→ Task to carry out:
Reproduce word for word the part of the Muzaffarpur shelter home article below between "The offset printing" and "is switched off.", inclusive.

Start of Document text

The demolition of the notorious Muzaffarpur girls shelter home, which stood witness to horror stories of the abuse of 42 minors for years, finally began on Thursday.
Local municipal authorities began razing the four-storeyed building that had been erected in violation of building by-laws. The way the house of horrors was constructed amply reflected the scale of cruelty its inmates had to suffer at the hands of shelter home owner, Brajesh Thakur, and its caretakers.
Abuse and barbarism inflicted on minor inmates aged between six and 17 years of age inside the high dark rooms of the shelter home, came to the fore in July this year after the Tata Institute of Social Sciences (TISS), which had conducted a social audit on shelter homes in the state, submitted its damning report to the government. The TISS eport lifted the veil on organized physical and sexual exploitation of girls in Bihar shelter homes, especially at the one in Muzaffarpur, where at least 34 out of the 42 girls tested positive for rape.
The stairs leading to the two upper floors of the building, located off Sahu Road near the Chhoti Kalyani area, have barely enough space for an individual to climb them. They were sealed with an iron grill, so than none could escape once it was was locked.
Boundary walls on the top floor of the building are seven foot high, with nails plastered to the walls. Since there is no high-rise anywhere in the vicinity, any attempt to flee from the top floor would have been akin to committing suicide.
The upper two floors of the building consisted of three big halls used mainly as shelters for short-stay inmates, while the ground floor was used for printing the daily Pratah Kamal, which has been discontinued since August 30. Thakur, a PIB-accredited journalist till October this year, was the ‘proud’ owner of three newspapers published in Hindi, English and Urdu, respectively.
The offset printing machine, which boasted of the most advanced technology in the region, is now covered with a sheet of dust, even as half -printed rolls of paper lie on it.
The third floor has a 14×14 foot store room-cum-kitchen, which was kept mostly locked. There was one big hall on the third floor and three ill-lit rooms.The hall has a just few small windows near the roof, to let sunlight in.
The condition of the third floor suggests that the inmates had to wait their turn to use the bathroom, since there were barely half a dozen toilets, which are window-less and get pitch dark if the light is switched off.
The fourth floor has two big rooms, which were generally opened during winter for inmates who required special medical care. Both the rooms have sufficient ventilation for light, but rendered difficult to access, since a concrete slab was laid across the length of the wall.

End of Document text
Start of Given records

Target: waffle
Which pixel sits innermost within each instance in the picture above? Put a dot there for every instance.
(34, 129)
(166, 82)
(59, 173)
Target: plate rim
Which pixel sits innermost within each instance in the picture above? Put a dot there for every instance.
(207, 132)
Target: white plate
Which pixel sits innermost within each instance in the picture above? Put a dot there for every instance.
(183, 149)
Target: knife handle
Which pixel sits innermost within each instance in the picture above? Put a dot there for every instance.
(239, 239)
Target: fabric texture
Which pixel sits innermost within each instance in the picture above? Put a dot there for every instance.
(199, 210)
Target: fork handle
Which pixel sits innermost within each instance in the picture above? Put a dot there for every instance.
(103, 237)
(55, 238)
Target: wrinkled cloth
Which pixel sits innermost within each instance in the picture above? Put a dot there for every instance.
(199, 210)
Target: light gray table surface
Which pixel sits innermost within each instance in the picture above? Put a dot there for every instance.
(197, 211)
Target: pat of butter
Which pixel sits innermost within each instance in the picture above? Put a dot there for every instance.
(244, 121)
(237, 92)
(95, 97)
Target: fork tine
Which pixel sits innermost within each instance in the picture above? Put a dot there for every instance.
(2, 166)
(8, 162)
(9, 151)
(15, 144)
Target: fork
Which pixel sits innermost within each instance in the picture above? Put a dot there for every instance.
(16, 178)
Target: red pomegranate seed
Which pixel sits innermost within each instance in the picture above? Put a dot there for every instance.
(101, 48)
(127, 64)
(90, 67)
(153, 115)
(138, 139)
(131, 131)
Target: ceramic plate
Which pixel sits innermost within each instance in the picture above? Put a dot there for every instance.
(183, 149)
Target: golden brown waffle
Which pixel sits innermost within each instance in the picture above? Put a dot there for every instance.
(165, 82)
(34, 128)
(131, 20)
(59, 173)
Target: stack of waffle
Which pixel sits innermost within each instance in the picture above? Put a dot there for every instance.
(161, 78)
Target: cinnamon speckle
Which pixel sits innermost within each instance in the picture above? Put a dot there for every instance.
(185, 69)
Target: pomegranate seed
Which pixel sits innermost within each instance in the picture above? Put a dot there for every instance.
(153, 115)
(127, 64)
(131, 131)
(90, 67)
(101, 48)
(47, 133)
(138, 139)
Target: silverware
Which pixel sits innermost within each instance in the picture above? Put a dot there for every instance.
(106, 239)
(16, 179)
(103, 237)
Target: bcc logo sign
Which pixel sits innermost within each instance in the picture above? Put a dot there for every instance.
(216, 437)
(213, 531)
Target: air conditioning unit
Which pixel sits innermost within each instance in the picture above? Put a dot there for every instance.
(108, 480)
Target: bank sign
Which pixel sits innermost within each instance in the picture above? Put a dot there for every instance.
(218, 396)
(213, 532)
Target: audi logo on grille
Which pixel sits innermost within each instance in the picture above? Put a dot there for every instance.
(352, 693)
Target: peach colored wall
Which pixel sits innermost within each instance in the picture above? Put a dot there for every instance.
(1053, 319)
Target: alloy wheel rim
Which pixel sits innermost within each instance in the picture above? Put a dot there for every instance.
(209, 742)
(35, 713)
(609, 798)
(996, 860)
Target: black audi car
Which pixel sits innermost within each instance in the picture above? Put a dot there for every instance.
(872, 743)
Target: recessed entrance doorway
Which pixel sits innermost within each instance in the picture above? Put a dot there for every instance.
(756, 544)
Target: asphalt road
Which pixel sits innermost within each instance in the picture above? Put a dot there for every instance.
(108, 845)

End of Given records

→ The answer:
The offset printing machine, which boasted of the most advanced technology in the region, is now covered with a sheet of dust, even as half -printed rolls of paper lie on it.
The third floor has a 14×14 foot store room-cum-kitchen, which was kept mostly locked. There was one big hall on the third floor and three ill-lit rooms.The hall has a just few small windows near the roof, to let sunlight in.
The condition of the third floor suggests that the inmates had to wait their turn to use the bathroom, since there were barely half a dozen toilets, which are window-less and get pitch dark if the light is switched off.